Raw data:

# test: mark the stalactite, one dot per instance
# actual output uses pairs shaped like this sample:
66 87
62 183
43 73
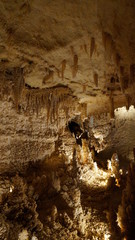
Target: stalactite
96 79
132 73
127 101
126 211
117 59
63 68
108 44
122 69
75 66
92 46
85 48
111 100
48 76
18 85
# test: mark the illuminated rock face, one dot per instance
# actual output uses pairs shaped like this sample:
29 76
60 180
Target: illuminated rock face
63 62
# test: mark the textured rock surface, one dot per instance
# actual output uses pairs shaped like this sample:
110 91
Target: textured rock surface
60 62
91 51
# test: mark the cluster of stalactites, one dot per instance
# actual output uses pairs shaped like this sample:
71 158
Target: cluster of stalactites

Aim of the task: Give every line of the records above again, exactly, and omit the pictures.

Response to the task:
# test: mark the stalactite, one dot per instance
# actual output uses pairs shaped like this sample:
66 87
62 183
43 73
Target: stalactite
96 79
132 73
127 101
126 211
117 59
63 68
108 44
122 69
75 66
92 46
85 48
111 100
48 76
18 85
# test: mark the illuminated rock face, one dot per instance
# actual output uses pairs shaped like this sample:
29 76
60 180
Target: illuminated rock face
63 62
# test: mark the textured rock surface, one dot per instance
# actual output uses pairs shaped like this sample:
110 91
Target: textured rock surface
60 62
91 51
# test: mark the cluster of stalactites, one dot per instance
# actual output uses pairs shaped like this sample:
71 158
Target: cluster of stalactites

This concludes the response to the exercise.